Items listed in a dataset
---
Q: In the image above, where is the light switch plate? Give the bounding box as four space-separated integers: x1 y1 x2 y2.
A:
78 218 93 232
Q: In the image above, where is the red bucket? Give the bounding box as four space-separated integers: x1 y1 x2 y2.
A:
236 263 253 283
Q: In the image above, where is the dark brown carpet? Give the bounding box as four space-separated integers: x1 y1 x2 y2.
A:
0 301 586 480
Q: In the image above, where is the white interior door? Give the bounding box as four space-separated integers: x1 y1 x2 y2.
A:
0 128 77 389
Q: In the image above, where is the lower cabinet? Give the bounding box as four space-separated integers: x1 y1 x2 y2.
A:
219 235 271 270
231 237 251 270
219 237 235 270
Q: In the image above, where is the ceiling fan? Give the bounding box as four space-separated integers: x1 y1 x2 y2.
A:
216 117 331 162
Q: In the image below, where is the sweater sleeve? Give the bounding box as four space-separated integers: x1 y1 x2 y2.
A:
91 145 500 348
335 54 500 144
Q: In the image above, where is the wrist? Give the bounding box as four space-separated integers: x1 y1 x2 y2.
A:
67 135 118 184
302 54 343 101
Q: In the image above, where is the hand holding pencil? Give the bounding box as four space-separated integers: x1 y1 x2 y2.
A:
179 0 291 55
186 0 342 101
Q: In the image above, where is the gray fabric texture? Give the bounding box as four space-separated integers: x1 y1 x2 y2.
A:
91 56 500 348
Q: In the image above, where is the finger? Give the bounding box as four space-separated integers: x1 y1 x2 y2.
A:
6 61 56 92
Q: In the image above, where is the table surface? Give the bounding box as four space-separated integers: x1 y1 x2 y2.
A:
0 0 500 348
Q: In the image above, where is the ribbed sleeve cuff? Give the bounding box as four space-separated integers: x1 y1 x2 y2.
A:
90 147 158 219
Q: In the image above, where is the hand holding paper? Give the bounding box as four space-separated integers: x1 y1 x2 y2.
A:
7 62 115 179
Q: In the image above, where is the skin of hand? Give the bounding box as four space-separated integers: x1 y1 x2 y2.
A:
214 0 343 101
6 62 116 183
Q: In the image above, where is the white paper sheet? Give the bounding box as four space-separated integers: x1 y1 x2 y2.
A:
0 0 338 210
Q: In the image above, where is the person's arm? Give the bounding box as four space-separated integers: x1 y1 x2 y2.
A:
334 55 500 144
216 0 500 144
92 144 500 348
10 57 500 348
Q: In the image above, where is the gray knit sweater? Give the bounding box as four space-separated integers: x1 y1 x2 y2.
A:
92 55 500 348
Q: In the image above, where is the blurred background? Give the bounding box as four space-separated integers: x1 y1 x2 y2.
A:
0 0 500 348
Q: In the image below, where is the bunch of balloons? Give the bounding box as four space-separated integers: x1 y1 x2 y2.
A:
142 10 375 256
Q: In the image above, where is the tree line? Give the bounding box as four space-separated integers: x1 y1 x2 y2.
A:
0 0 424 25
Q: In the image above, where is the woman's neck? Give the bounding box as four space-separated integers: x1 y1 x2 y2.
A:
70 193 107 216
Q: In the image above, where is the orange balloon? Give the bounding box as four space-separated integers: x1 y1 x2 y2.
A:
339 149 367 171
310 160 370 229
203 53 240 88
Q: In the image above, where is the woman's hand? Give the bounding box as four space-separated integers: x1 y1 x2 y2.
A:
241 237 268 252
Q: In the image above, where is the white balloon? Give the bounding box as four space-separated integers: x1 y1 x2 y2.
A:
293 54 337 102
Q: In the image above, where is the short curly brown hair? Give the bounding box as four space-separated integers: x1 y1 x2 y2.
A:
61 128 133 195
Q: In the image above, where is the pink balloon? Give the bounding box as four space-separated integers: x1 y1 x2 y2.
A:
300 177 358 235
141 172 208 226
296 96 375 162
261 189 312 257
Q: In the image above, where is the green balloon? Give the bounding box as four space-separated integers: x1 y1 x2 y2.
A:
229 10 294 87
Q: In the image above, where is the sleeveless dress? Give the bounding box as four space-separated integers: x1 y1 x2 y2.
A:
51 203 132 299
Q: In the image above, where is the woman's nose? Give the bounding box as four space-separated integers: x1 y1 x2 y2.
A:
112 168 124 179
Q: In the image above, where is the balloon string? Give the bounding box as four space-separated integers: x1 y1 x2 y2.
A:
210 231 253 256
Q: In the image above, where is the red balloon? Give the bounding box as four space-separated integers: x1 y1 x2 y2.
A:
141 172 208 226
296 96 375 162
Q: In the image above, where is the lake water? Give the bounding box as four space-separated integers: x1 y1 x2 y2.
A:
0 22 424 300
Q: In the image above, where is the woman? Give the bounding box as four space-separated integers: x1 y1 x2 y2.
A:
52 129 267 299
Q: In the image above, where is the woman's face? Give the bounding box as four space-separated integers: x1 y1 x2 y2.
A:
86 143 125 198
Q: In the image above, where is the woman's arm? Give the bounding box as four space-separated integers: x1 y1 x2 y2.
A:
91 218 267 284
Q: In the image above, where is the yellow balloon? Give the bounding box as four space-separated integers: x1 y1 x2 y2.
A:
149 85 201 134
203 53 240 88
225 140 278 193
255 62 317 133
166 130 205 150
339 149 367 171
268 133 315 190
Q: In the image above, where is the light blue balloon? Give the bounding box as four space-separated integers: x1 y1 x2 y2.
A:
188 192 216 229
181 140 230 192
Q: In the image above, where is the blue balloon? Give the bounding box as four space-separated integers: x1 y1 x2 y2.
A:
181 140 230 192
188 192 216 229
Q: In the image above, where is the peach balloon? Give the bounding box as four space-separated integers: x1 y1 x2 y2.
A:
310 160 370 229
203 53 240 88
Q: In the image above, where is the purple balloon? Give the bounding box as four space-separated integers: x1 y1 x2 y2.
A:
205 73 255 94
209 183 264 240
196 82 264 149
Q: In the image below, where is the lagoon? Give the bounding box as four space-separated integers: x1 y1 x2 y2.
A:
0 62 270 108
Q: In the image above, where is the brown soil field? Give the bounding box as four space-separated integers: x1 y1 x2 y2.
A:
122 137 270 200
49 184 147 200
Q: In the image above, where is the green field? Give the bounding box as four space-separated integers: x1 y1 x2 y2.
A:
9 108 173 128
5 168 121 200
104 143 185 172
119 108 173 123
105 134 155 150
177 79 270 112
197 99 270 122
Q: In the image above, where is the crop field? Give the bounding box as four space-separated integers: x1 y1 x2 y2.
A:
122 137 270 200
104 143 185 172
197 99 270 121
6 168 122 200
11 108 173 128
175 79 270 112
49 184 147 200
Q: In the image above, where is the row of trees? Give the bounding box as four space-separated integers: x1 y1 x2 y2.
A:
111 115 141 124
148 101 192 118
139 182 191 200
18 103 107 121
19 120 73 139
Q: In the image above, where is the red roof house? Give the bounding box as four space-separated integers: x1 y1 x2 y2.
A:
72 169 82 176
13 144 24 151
---
## Aim
Recast all of the data above as a numbered list, omitting any blank lines.

## Solved problem
1. Q: In the image above, where is the light switch plate? Give the bounding box as four space-separated integers: x1 y1 x2 y2.
2. A:
3. 78 218 93 232
4. Q: In the image above, where is the red bucket? Give the bounding box as four space-separated integers: x1 y1 x2 y2.
5. A:
6. 236 263 253 283
7. Q: In the image above, where is the dark brown carpet? Give the bounding box as four space-separated integers: x1 y1 x2 y2.
8. A:
9. 0 301 586 480
10. Q: In the image above, where is the white interior door? Give the bounding box as four space-separated integers: x1 y1 x2 y2.
11. A:
12. 0 128 77 389
13. Q: In the image above, where is the lower cabinet? Give the bounding box as four space-separated integers: x1 y1 x2 y2.
14. A:
15. 219 235 271 270
16. 231 237 251 270
17. 219 237 235 270
18. Q: In the image above, where is the ceiling fan? Give the bounding box as four space-separated integers: x1 y1 x2 y2.
19. A:
20. 216 117 331 162
21. Q: In the image below, where is the sweater sleeve? Give the bounding box as four space-separated integers: x1 y1 x2 y2.
22. A:
23. 91 145 500 348
24. 335 54 500 144
25. Q: In the image above, where is the wrist? Give the bounding box as four space-separated integers: x1 y1 x2 y2.
26. A:
27. 67 135 118 184
28. 302 54 343 101
29. Q: In the image above, where is the hand holding pencil? Give the bounding box as four space-separated integers: x1 y1 x2 y2.
30. A:
31. 179 0 291 55
32. 186 0 342 101
33. Q: In the image above, where is the gray fabric texture? Give the bounding box as four space-separated integers: x1 y1 x2 y2.
34. A:
35. 91 56 500 348
36. Q: In the image above, where is the finger? Give the bounding box as four space-separated integers: x1 y1 x2 y2.
37. A:
38. 6 61 56 92
39. Q: In the image above, where is the table surface? Give the bounding box as four space-separated integers: x1 y1 x2 y2.
40. A:
41. 0 0 500 348
42. Q: In the image above, where is the ribbed sleeve cuff? Give the bounding box as four space-separated integers: x1 y1 x2 y2.
43. A:
44. 90 147 158 219
45. Q: In the image above, where is the hand holding paper? Give the bounding box as four space-separated integers: x1 y1 x2 y2.
46. A:
47. 7 62 115 179
48. Q: In the image above, where is the skin of hand? Give the bounding box as four space-separated integers: x1 y1 x2 y2.
49. A:
50. 214 0 343 101
51. 6 62 116 183
52. Q: In the image above, where is the white paper sheet? Give the bounding box as four space-separated integers: x1 y1 x2 y2.
53. A:
54. 0 0 338 210
55. Q: In the image above, where is the person's arm? Give the bounding box as four space-separated integers: x1 y1 x2 y2.
56. A:
57. 334 55 500 144
58. 216 0 500 144
59. 92 144 500 348
60. 10 57 500 348
61. Q: In the image above, where is the gray knit sweater? Give the bounding box as four space-separated integers: x1 y1 x2 y2.
62. A:
63. 92 55 500 348
64. Q: In the image above, where is the blurred background? Give the bounding box as four space-separated integers: x1 y1 x2 y2.
65. A:
66. 0 0 500 348
67. Q: In the image below, where is the bunch of balloons? Give the bounding box as four space-separated integers: x1 y1 x2 y2.
68. A:
69. 142 10 375 256
70. Q: In the image above, where is the tree line? Give the bounding box as four space-separated integers: x1 y1 x2 y2.
71. A:
72. 0 0 424 25
73. Q: In the image above, where is the woman's neck? Give the bounding box as four space-separated integers: x1 y1 x2 y2.
74. A:
75. 70 193 107 216
76. Q: In the image above, where is the orange balloon? Give the bounding box as four space-separated integers: x1 y1 x2 y2.
77. A:
78. 339 149 367 171
79. 310 160 370 229
80. 203 53 240 88
81. Q: In the image above, where is the woman's hand? Give the bounding box as four space-separated integers: x1 y1 x2 y2.
82. A:
83. 241 237 268 252
84. Q: In the image above, where is the white balloon? Give the bounding box as four space-separated integers: x1 y1 x2 y2.
85. A:
86. 293 54 337 102
87. Q: In the image above, where is the short curly brown hair? Give the bounding box as four space-separated integers: x1 y1 x2 y2.
88. A:
89. 61 128 133 195
90. Q: In the image above, where is the pink balloon? Give the bounding box as four space-separated integers: x1 y1 x2 y2.
91. A:
92. 300 177 358 235
93. 141 172 208 226
94. 296 96 375 162
95. 261 189 312 257
96. Q: In the image above, where is the green balloon? Give the bounding box as four space-separated integers: x1 y1 x2 y2.
97. A:
98. 229 10 294 87
99. Q: In the image above, where is the sleeveless dress? Give the bounding box as four space-separated integers: x1 y1 x2 y2.
100. A:
101. 51 203 132 299
102. Q: In the image above, where is the woman's nose? Give the bounding box as four space-separated integers: x1 y1 x2 y2.
103. A:
104. 112 168 124 179
105. Q: In the image above, where is the balloon string? Give the bounding box as four space-separated integers: x1 y1 x2 y2.
106. A:
107. 210 231 253 256
108. Q: In the image above, where is the red balloon? Give the bounding box as four space-separated integers: x1 y1 x2 y2.
109. A:
110. 141 172 208 226
111. 296 96 375 162
112. Q: In the image above, where is the lake water? Give the bounding box as four space-separated integers: x1 y1 x2 y2.
113. A:
114. 0 22 424 300
115. Q: In the image above, where is the woman? Give the bounding box as four space-separated integers: x1 y1 x2 y2.
116. A:
117. 52 129 267 299
118. Q: In the image above, where is the woman's face? Give the bounding box as four space-separated integers: x1 y1 x2 y2.
119. A:
120. 86 143 125 198
121. Q: In the image above, where is the woman's arm? Give the bounding box as four space-separated integers: x1 y1 x2 y2.
122. A:
123. 91 218 267 284
124. Q: In the image above, where is the yellow balloon? Give the bounding box as four space-separated integers: x1 y1 x2 y2.
125. A:
126. 149 85 201 134
127. 203 53 240 88
128. 225 140 278 193
129. 255 62 317 133
130. 166 130 205 150
131. 339 149 367 171
132. 268 133 315 190
133. Q: In the image above, where is the light blue balloon? Give the bounding box as four space-separated integers: x1 y1 x2 y2.
134. A:
135. 188 192 216 229
136. 181 140 230 192
137. Q: In the image above, where is the blue balloon? Give the bounding box as four space-separated integers: x1 y1 x2 y2.
138. A:
139. 181 140 230 192
140. 188 192 216 229
141. Q: In the image above, where is the peach balloon? Give the bounding box as four space-separated integers: x1 y1 x2 y2.
142. A:
143. 310 160 370 229
144. 203 53 240 88
145. Q: In the image above, where is the purple balloon? Give the bounding box as four space-separated integers: x1 y1 x2 y2.
146. A:
147. 205 73 255 94
148. 209 183 264 240
149. 196 82 264 149
150. Q: In the image below, where is the lagoon? Give the bounding box as four space-separated integers: x1 y1 x2 y2.
151. A:
152. 0 62 270 108
153. Q: In the image above, where is the brown soil field? Give the bounding box as four space-separated integers: x1 y1 x2 y2.
154. A:
155. 122 137 270 200
156. 49 184 147 200
157. Q: In the image above, where is the green field? Give the bounding box as four space-separated integers: x1 y1 x2 y2.
158. A:
159. 9 108 173 128
160. 5 168 121 200
161. 104 143 185 172
162. 119 108 173 123
163. 105 134 155 150
164. 177 79 270 112
165. 197 99 270 122
166. Q: In the image above, where is the crop field? Give the bounding box as four space-separated integers: x1 y1 x2 y2.
167. A:
168. 122 137 270 200
169. 104 143 185 172
170. 197 99 270 121
171. 6 168 122 200
172. 11 108 173 128
173. 175 79 270 112
174. 49 184 147 200
175. Q: In the image above, where is the row of trees? Give the bounding box as four space-separated integers: x1 y1 x2 y2.
176. A:
177. 111 115 141 124
178. 148 101 192 118
179. 139 182 191 200
180. 18 103 107 121
181. 19 120 73 139
182. Q: In the image above, where is the red roof house? Give the bounding box as four space-separated integers: x1 y1 x2 y2.
183. A:
184. 72 169 82 176
185. 13 144 24 151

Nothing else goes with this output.